_PAGE EXCERPT_

# Desert Tech MDR



## Kraut783 (Apr 14, 2016)

Nice design... like the 5.56 version better, but nice to have it available in other calibers.

PRODUCT OVERVIEW

I am curious how this plays out....thought the Steyr was a good design felt nice and balanced.


----------



## Kraut783 (Apr 17, 2016)

Leaning more to the Tavor X95, I like the changes made by IWI on the X95.  Quantico Tactical has a pretty good LE/MIL price on them.

Does anyone have experiences with the Tavor?


----------



## Diamondback 2/2 (Apr 17, 2016)

Only two mags through a student's. I honestly thought the ergonomics were good, like the balance and compactness. It would take a few thousand rounds before I could say yay or nay, but outside of the trigger guard (kinda sorta) which was fixed by the X95, I thought it was a nice bullpup.


----------



## Etype (Apr 18, 2016)

Bullpups are notorious for having bad triggers, all the linkage required makes it a bit rough.

_RAW DATA_
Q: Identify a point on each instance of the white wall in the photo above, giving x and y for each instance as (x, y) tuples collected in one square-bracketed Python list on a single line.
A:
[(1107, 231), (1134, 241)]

_EXERCISE INSTRUCTIONS_
1. In the Desert Tech MDR thread, what reason is given for bullpups being notorious for bad triggers? Answer in one to three sentences.
2. Carry the Desert Tech MDR thread forward from its last post.

_RESPONSES PER TASK_
1. Bullpups need a great deal of linkage to connect the trigger to the action, and that linkage makes the trigger somewhat rough.

2.
In some of the countries that tried to adopt them (UK and France to name two), the SOF units still used AR type weapons, and for good reason if you ask me.


----------



## Kraut783 (Apr 21, 2016)

That's what I've heard. Supposedly the X95's trigger has gotten better.  I will have the opportunity to shoot the X95 this weekend....we shall see.


----------



## Kraut783 (May 12, 2016)

I was able to send a few hundred rounds through a Tavor X95,  it felt good....good balance and the trigger was a lot better than expected.  Overall I really liked it....going into my wish list.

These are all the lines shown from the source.